→ **Exercise description**
List every phrase that appears inside quotation marks in the comment thread below.

So what you did was an isochoric process instead of the isobaric process as shown here.
Did you use something like nitrogen to make sure you didn't get any condensation on the cold end? That should improve the accuracy.
As soon as you went for a liquid seal, my immediate thought was that vapor from the liquid would really mess things up. Glad that hypothesis was true.
"If you're trying to work out something for yourself, it's really helpful if someone else has already done a much better job."
Words of wisdom that are truly funny.
Props for including the bad result from the first experiment. It's good for people to realize how hard it is to do accurate experiments.
You already said this in your pin, but in case anyone missed that, there is actually a theoretical limit to how hot things can get.
Also, I love your description of VPNs at the end. For a sponsor message, that was incredibly entertaining.
Of course, that means he'll never get tenure at Hardvard
Opening shot. Looks like someone knows how to take a big bong hit
Absolute zero bong hit!
Quaranteen looks to be hitting him pretty hard these days. Wonder if he's also home schooling kids? That'll drive anyone to hit the bong pretty hard.
@@ericchambers9023 Given Steve's all-round practical capabilities, he'd have no trouble growing himself some pukka ganja.
The sponsorship is hilarious, and even more so with captions on.
Scumbly wobly the big b**bs
@@rookrook7697 As an update, it now says “scrambling rumbling the big boobs”
To be fair, I also kept understanding that instead of "Beep Boops" when I wasn't specifically paying attention.(Even after I got what he was actually saying.)
Well... wow, that was really impressive. I would never have expected the syringe experiment to turn out that accurate. Well done!
2:17 - Strictly speaking, the man's name was Celsius (not Celcius - and the other man's name was Planck, not Plank). Also, 0 was the boiling point while 100 was the freezing point (yes, Celsius's original centigrade scale went the opposite way).
Also, molecules still "jiggle" at absolute zero. It's called zero point energy (and is why helium never freezes, for example, and just becomes silly instead).
Something just hit me. You said that the reason we can heat something indefinitely is due to temperature being a function of the speed the atoms jiggle in. So, isn't
there a limit for this speed? Can the atoms, in theory, jiggle faster than the speed of light?
I just had the axact same tought
Vsauce has a video called “How hot can it get?” in which he talks about an absolute hot. There’s actually a temperature, called the Planck temperature, at which the wavelength of the thermal radiation an object gives off would be shorter than the Planck length. So there has to be an absolute hot. If i recall correctly, tho, this would take more energy than we know of in the universe, and of course the atoms would dissolve into their fundamental particles at energies like that.
The temperature actually depends on the kinetic energy of the jiggle, not just the speed. If the atoms were to jiggle at the speed of light then the energy (and thus the temperature) would become infinite.
We can keep on increasing the temperature because we can get the atoms to jiggle closer and closer to the speed of light, but never reaching it.
Also quantum mechanics does put a limit on maximum temperature but that's a different matter
They are not longer atoms after a point.

→ **Entries**
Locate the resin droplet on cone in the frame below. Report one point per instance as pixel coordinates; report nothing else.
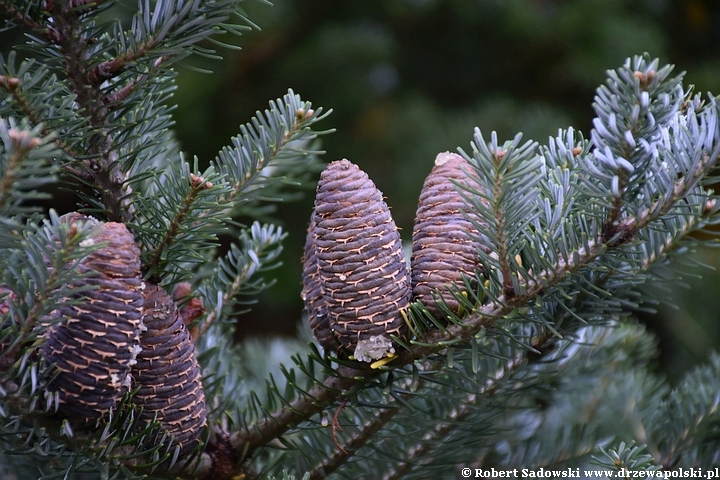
(361, 269)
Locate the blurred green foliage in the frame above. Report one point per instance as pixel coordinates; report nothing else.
(407, 79)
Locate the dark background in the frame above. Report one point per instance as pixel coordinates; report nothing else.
(407, 79)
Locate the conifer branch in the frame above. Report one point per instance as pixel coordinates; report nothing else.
(12, 85)
(352, 445)
(484, 317)
(73, 43)
(198, 184)
(18, 17)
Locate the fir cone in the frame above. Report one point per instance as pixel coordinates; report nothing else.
(168, 372)
(312, 295)
(361, 267)
(444, 243)
(94, 345)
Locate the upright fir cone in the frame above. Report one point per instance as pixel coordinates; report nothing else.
(168, 373)
(362, 273)
(95, 344)
(444, 243)
(312, 295)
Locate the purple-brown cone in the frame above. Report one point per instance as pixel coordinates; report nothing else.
(362, 273)
(445, 243)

→ **Full response**
- "If you're trying to work out something for yourself, it's really helpful if someone else has already done a much better job."
- "scrambling rumbling the big boobs"
- "Beep Boops"
- "jiggle"
- "How hot can it get?"